Written task: Transcribe the text of the following records line for line, omitting the pictures.

[Mask labeling records]
= = =
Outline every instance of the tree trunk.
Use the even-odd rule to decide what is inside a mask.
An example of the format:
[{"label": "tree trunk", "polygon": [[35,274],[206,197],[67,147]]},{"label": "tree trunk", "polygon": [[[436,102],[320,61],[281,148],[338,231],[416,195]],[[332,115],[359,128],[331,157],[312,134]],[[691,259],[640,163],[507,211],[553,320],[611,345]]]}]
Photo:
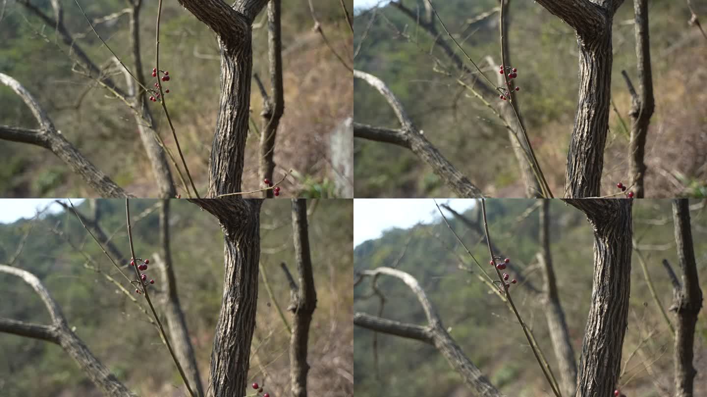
= = =
Exercise result:
Outline every instance of the tree trunk.
Use the even-odd rule to decide what is inside a mask.
An example of the format:
[{"label": "tree trunk", "polygon": [[35,274],[206,197],[67,147]]},{"label": "tree trunk", "polygon": [[[436,102],[320,61],[281,148],[338,231],[416,195]],[[332,115],[359,128],[331,157],[312,134]],[[691,259],[640,163],[507,211],[553,320],[611,345]]]}]
Photo:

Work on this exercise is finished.